> **DESCRIPTION OF THE TASK**: Copy every item below word for word, leaving the pictures out of your copy.

> **ENTRIES**:
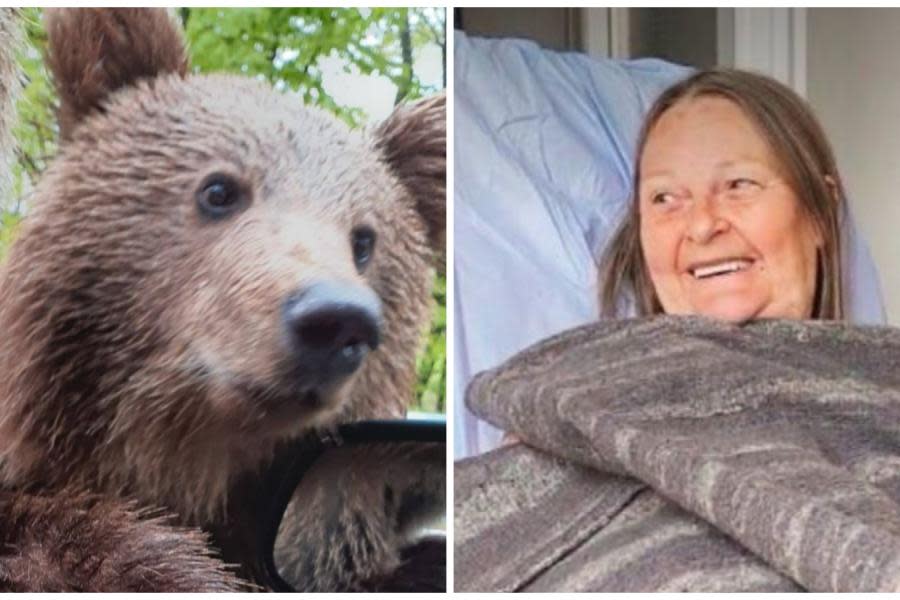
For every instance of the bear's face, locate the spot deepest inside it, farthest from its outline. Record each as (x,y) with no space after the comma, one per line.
(210,267)
(226,207)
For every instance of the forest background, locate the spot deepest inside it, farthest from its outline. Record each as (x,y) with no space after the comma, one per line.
(355,63)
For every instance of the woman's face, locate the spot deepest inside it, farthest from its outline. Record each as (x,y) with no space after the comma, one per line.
(723,234)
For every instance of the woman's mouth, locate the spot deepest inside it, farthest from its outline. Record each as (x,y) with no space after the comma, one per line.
(717,268)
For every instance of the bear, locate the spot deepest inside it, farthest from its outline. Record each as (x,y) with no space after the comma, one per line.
(209,270)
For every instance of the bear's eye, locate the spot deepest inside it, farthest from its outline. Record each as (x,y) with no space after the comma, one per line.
(363,241)
(219,196)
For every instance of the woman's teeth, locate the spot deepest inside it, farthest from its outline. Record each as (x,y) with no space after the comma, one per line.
(722,268)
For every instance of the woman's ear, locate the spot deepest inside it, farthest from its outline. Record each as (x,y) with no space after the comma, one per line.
(831,182)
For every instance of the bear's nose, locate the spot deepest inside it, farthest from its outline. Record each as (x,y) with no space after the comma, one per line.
(332,326)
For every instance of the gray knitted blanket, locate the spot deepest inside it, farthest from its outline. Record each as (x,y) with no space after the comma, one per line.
(681,454)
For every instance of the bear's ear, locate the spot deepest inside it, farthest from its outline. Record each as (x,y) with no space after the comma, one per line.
(413,141)
(92,52)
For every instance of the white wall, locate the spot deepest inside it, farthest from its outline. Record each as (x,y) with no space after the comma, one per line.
(853,84)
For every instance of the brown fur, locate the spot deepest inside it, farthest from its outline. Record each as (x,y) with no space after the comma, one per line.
(403,483)
(96,544)
(142,355)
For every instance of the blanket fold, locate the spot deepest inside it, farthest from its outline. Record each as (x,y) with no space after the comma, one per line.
(782,436)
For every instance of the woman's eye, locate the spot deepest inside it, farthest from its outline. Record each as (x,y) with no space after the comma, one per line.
(220,195)
(662,199)
(742,183)
(363,242)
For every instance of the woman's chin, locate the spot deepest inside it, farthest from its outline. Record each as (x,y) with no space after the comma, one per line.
(731,311)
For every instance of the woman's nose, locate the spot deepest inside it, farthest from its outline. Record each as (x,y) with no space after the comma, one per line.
(705,221)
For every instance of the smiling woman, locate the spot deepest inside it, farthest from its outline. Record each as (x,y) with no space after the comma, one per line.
(737,207)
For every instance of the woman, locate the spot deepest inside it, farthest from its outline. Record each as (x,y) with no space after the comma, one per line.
(758,448)
(736,209)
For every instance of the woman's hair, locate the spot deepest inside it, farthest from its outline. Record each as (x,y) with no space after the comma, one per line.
(796,139)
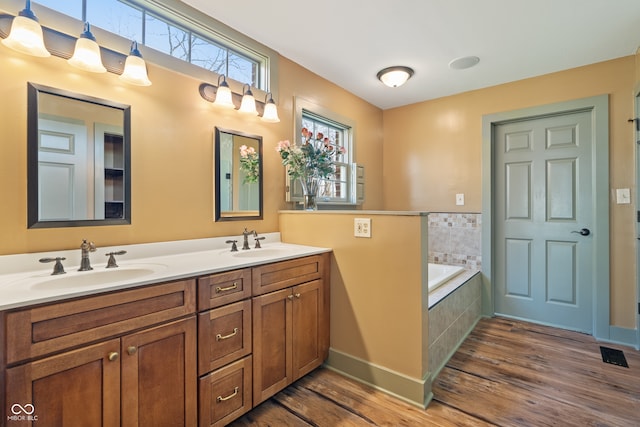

> **CORRECT OUTPUT**:
For every instance of the bear's face, locate the spot deepest inside it, farthest from its outline. Record each as (x,y) with no space after the comma, one per line.
(210,267)
(226,207)
For every instance of the forest background, locate the spot deepest inside it, farthest from its outline. Record each as (x,y) with no space after the comma, one per line.
(355,63)
For every instance of the woman's face, locate the spot deepest inside it, farthest from its outline. Record each as (x,y) with no space after the comma, one per line.
(723,234)
For every instance of the woman's mouth, locate the spot deepest inside it, farthest from its outline. Record each as (x,y) with no space after the comma, one per line.
(717,268)
For every instance of the bear, locate the spot deepest inside it, farthest from its outline. Record each as (x,y) with no space after the comma, one per line.
(209,270)
For every instance of the bear's eye, locate the spot deepest inside it, farthest from its outline. Record each as (x,y) with no space after the comma, one per line.
(363,241)
(219,196)
For every instance of the woman's teeth, locate the spot deepest inside it, farthest from its outline. Record each as (x,y) with no space after the comma, one per line.
(722,268)
For every instance of the woman's ear, locate the spot deepest inside it, farthest from its outline. Record each as (x,y) with no space after the comma, one per line.
(831,182)
For every instance of the bear's nose, locate the spot deepest inside it, farthest from its outline. Record each as (x,y) with no space after the comma, one per line.
(332,326)
For every instance of the gray knitted blanket, locate the spot deepest inside it, farthest from its outline. Record each as (x,y) with no space after the comma, one per line.
(681,454)
For every instance of the bear's ear, locate the spot deepest inside it, farthest from its outline. Record each as (x,y) with no space after the comma, one per line.
(413,141)
(92,52)
For every instance of the white wall, locate the spot deepest inside it, farthest from its outline. Record each as (x,y) with no space after the comma, one per line.
(853,84)
For every instance of the brown fur, locate the spot deepest inside it, farthest from its outline. Record each as (x,y) with no space after the comma, one per line.
(403,483)
(96,544)
(142,355)
For every instance of the blanket fold, locate the spot deepest inside it, farthest from its outline. Record each as (x,y) with no space after the comma, one per line.
(782,436)
For every instance of the woman's eye, locate the spot deepest inside it, farthest from its outline. Record each as (x,y) with no space after the comma, one per line.
(220,195)
(662,199)
(742,183)
(363,242)
For every instance of the woman's chin, locate the spot deepest inside it, farthest from its outline. Record each as (x,y) with no space after the comma, one per line.
(731,311)
For every instance of the woman's nose, locate the spot deepest inside it, farthest from its outline. Record each as (x,y) with no space after the comma, one per line.
(705,221)
For every instance of the smiling woman, locate the spot deepest inside it, farthest from its outline. Record each as (x,y) with no space after the comma, one per line.
(737,207)
For every instance of the woman, locate the spot deepest inside it, farthest from its outline. Record each as (x,y) with no space after the comma, one per line.
(758,448)
(736,209)
For every instance of the woman's hair, locate the spot deepest inside it, farthest from its outline. Record each as (x,y) with no space after the comma, one per line.
(796,139)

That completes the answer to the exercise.